**Your objective:** Although the records contain pictures, only their text should be repeated, exactly as it stands.

**Given records:**
┌──

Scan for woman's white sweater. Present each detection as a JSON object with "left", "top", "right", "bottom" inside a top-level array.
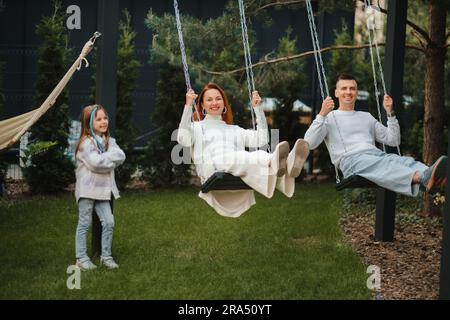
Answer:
[{"left": 177, "top": 105, "right": 269, "bottom": 182}]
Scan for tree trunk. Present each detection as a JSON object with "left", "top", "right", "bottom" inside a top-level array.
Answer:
[{"left": 422, "top": 0, "right": 447, "bottom": 216}]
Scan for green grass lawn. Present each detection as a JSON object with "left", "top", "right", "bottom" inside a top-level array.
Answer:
[{"left": 0, "top": 183, "right": 371, "bottom": 299}]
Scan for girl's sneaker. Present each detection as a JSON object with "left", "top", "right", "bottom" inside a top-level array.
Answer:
[
  {"left": 76, "top": 259, "right": 97, "bottom": 271},
  {"left": 100, "top": 257, "right": 119, "bottom": 269}
]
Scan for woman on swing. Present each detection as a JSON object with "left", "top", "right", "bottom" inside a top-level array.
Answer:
[{"left": 177, "top": 82, "right": 309, "bottom": 217}]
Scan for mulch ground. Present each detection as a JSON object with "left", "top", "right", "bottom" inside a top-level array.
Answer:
[{"left": 340, "top": 205, "right": 443, "bottom": 300}]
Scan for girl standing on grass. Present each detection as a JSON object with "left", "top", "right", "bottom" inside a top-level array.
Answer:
[{"left": 74, "top": 104, "right": 125, "bottom": 270}]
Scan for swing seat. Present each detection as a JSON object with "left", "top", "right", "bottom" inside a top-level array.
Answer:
[
  {"left": 335, "top": 175, "right": 379, "bottom": 191},
  {"left": 201, "top": 172, "right": 252, "bottom": 193}
]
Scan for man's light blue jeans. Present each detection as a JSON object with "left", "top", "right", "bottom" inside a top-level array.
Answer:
[{"left": 340, "top": 149, "right": 428, "bottom": 197}]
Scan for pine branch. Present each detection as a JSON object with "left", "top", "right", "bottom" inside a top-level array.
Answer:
[
  {"left": 411, "top": 29, "right": 427, "bottom": 51},
  {"left": 257, "top": 0, "right": 305, "bottom": 11},
  {"left": 405, "top": 20, "right": 432, "bottom": 45},
  {"left": 203, "top": 42, "right": 424, "bottom": 75}
]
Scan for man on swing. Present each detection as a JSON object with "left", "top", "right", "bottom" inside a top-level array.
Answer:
[{"left": 304, "top": 73, "right": 447, "bottom": 197}]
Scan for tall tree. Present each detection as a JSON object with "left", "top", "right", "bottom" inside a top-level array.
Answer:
[
  {"left": 115, "top": 9, "right": 141, "bottom": 189},
  {"left": 259, "top": 28, "right": 306, "bottom": 147},
  {"left": 145, "top": 5, "right": 249, "bottom": 124},
  {"left": 422, "top": 0, "right": 447, "bottom": 165},
  {"left": 24, "top": 0, "right": 74, "bottom": 194},
  {"left": 0, "top": 58, "right": 6, "bottom": 195},
  {"left": 0, "top": 58, "right": 4, "bottom": 117},
  {"left": 327, "top": 21, "right": 356, "bottom": 87},
  {"left": 141, "top": 63, "right": 191, "bottom": 187},
  {"left": 419, "top": 0, "right": 448, "bottom": 215}
]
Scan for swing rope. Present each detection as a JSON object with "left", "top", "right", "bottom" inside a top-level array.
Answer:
[
  {"left": 305, "top": 0, "right": 346, "bottom": 182},
  {"left": 306, "top": 0, "right": 329, "bottom": 99},
  {"left": 364, "top": 0, "right": 386, "bottom": 152},
  {"left": 173, "top": 0, "right": 201, "bottom": 121},
  {"left": 238, "top": 0, "right": 257, "bottom": 130},
  {"left": 363, "top": 0, "right": 401, "bottom": 155}
]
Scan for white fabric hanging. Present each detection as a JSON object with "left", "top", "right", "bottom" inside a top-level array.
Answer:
[{"left": 0, "top": 32, "right": 100, "bottom": 151}]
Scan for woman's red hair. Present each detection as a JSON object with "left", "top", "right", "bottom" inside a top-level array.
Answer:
[{"left": 193, "top": 83, "right": 234, "bottom": 125}]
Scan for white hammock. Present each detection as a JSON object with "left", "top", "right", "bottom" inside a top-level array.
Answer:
[{"left": 0, "top": 32, "right": 100, "bottom": 151}]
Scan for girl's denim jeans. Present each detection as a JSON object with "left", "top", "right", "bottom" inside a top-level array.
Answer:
[{"left": 75, "top": 198, "right": 114, "bottom": 262}]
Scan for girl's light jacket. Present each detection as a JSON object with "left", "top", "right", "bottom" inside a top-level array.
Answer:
[{"left": 75, "top": 137, "right": 125, "bottom": 202}]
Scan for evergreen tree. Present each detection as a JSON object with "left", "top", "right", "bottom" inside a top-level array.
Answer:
[
  {"left": 115, "top": 9, "right": 141, "bottom": 188},
  {"left": 0, "top": 58, "right": 6, "bottom": 195},
  {"left": 0, "top": 58, "right": 4, "bottom": 117},
  {"left": 327, "top": 21, "right": 356, "bottom": 91},
  {"left": 24, "top": 0, "right": 74, "bottom": 193},
  {"left": 145, "top": 4, "right": 261, "bottom": 128},
  {"left": 259, "top": 28, "right": 306, "bottom": 148},
  {"left": 141, "top": 63, "right": 191, "bottom": 187}
]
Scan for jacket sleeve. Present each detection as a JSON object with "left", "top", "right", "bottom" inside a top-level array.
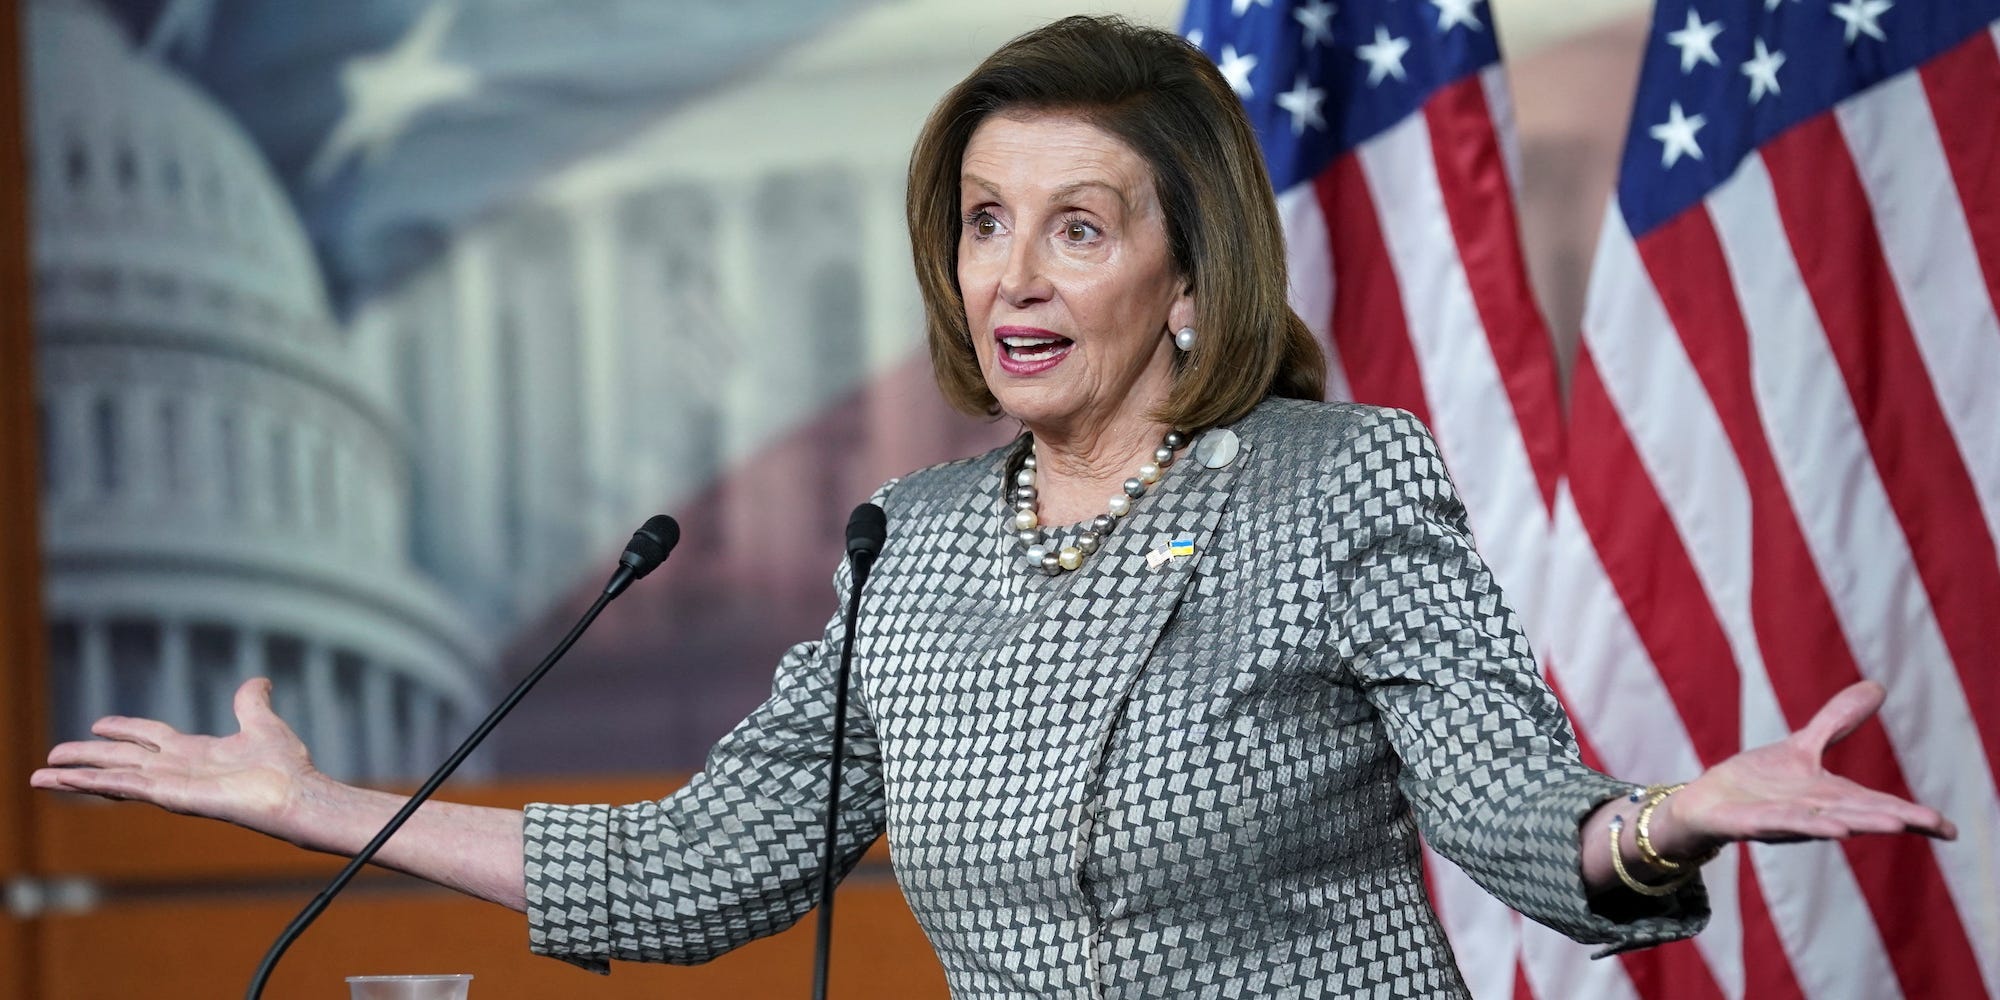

└──

**Result of the exercise:**
Scan for woman's white sweater. Present each detection as a JSON object with "left", "top", "right", "bottom" inside a top-level array.
Answer:
[{"left": 177, "top": 105, "right": 269, "bottom": 182}]
Scan for tree trunk. Present each detection as a JSON object with "left", "top", "right", "bottom" inside a top-level array.
Answer:
[{"left": 422, "top": 0, "right": 447, "bottom": 216}]
Scan for green grass lawn. Present each detection as a JSON object with "left", "top", "right", "bottom" inside a top-level array.
Answer:
[{"left": 0, "top": 183, "right": 371, "bottom": 299}]
Scan for girl's sneaker. Present each detection as a JSON object with "left", "top", "right", "bottom" inside a top-level array.
Answer:
[
  {"left": 76, "top": 259, "right": 97, "bottom": 271},
  {"left": 100, "top": 257, "right": 119, "bottom": 269}
]
Scan for woman on swing. Present each detection as a JSON object with "left", "top", "right", "bottom" inside a top-level array.
Answer:
[{"left": 177, "top": 82, "right": 309, "bottom": 217}]
Scan for mulch ground. Present each detection as a JSON object with "left", "top", "right", "bottom" inside a top-level array.
Answer:
[{"left": 340, "top": 205, "right": 443, "bottom": 300}]
Scan for girl standing on grass. Present each detection as a JSON object with "left", "top", "right", "bottom" inside a top-level array.
Answer:
[{"left": 74, "top": 104, "right": 125, "bottom": 270}]
Scan for swing seat. Present each detection as a JSON object with "left", "top", "right", "bottom" inside a top-level array.
Answer:
[
  {"left": 335, "top": 175, "right": 379, "bottom": 191},
  {"left": 201, "top": 172, "right": 252, "bottom": 193}
]
Scan for man's light blue jeans. Present each detection as a JSON object with "left", "top", "right", "bottom" inside a top-level array.
Answer:
[{"left": 340, "top": 149, "right": 428, "bottom": 197}]
Scan for pine branch. Present each detection as a JSON object with "left", "top", "right", "bottom" inside a top-level array.
Answer:
[
  {"left": 411, "top": 29, "right": 427, "bottom": 51},
  {"left": 257, "top": 0, "right": 305, "bottom": 11},
  {"left": 405, "top": 20, "right": 432, "bottom": 45},
  {"left": 203, "top": 42, "right": 424, "bottom": 75}
]
Scan for man on swing. Present each detection as a JSON object with "left", "top", "right", "bottom" inside a top-level array.
Answer:
[{"left": 304, "top": 73, "right": 447, "bottom": 197}]
Scan for tall tree. Present each detection as a JSON object with "left", "top", "right", "bottom" inside a top-level array.
Answer:
[
  {"left": 115, "top": 9, "right": 141, "bottom": 189},
  {"left": 259, "top": 28, "right": 306, "bottom": 147},
  {"left": 145, "top": 5, "right": 249, "bottom": 124},
  {"left": 422, "top": 0, "right": 447, "bottom": 165},
  {"left": 24, "top": 0, "right": 74, "bottom": 194},
  {"left": 0, "top": 58, "right": 6, "bottom": 195},
  {"left": 0, "top": 58, "right": 4, "bottom": 117},
  {"left": 327, "top": 21, "right": 356, "bottom": 87},
  {"left": 141, "top": 63, "right": 191, "bottom": 187},
  {"left": 419, "top": 0, "right": 448, "bottom": 215}
]
Scan for swing rope. Present each detection as a JSON object with "left", "top", "right", "bottom" inside a top-level array.
Answer:
[
  {"left": 305, "top": 0, "right": 346, "bottom": 182},
  {"left": 306, "top": 0, "right": 329, "bottom": 99},
  {"left": 364, "top": 0, "right": 386, "bottom": 152},
  {"left": 173, "top": 0, "right": 201, "bottom": 121},
  {"left": 238, "top": 0, "right": 257, "bottom": 130},
  {"left": 363, "top": 0, "right": 401, "bottom": 155}
]
Scan for white fabric hanging. Present each detection as a JSON object with "left", "top", "right", "bottom" inside a top-level array.
Answer:
[{"left": 0, "top": 32, "right": 100, "bottom": 151}]
Scan for woman's red hair. Present each detection as a JSON object with "left", "top", "right", "bottom" inside a top-level array.
Answer:
[{"left": 193, "top": 83, "right": 234, "bottom": 125}]
Scan for white hammock. Present each detection as a JSON object with "left", "top", "right", "bottom" inside a top-level array.
Answer:
[{"left": 0, "top": 32, "right": 100, "bottom": 151}]
Scan for girl's denim jeans. Present each detection as a JSON object with "left", "top", "right", "bottom" inside a top-level array.
Answer:
[{"left": 75, "top": 198, "right": 114, "bottom": 262}]
Scan for girl's light jacket. Present each detection as a JSON object with "left", "top", "right", "bottom" inside a top-level array.
Answer:
[{"left": 75, "top": 137, "right": 125, "bottom": 202}]
Scan for evergreen tree. Present each detection as a JSON object with "left", "top", "right", "bottom" inside a top-level array.
Answer:
[
  {"left": 115, "top": 9, "right": 141, "bottom": 188},
  {"left": 0, "top": 58, "right": 6, "bottom": 195},
  {"left": 0, "top": 58, "right": 4, "bottom": 117},
  {"left": 327, "top": 21, "right": 356, "bottom": 91},
  {"left": 24, "top": 0, "right": 74, "bottom": 193},
  {"left": 145, "top": 4, "right": 261, "bottom": 128},
  {"left": 259, "top": 28, "right": 306, "bottom": 148},
  {"left": 141, "top": 63, "right": 191, "bottom": 187}
]
Scan for jacket sleeve. Present each detection as a JSON object with "left", "top", "right", "bottom" inside a top-level array.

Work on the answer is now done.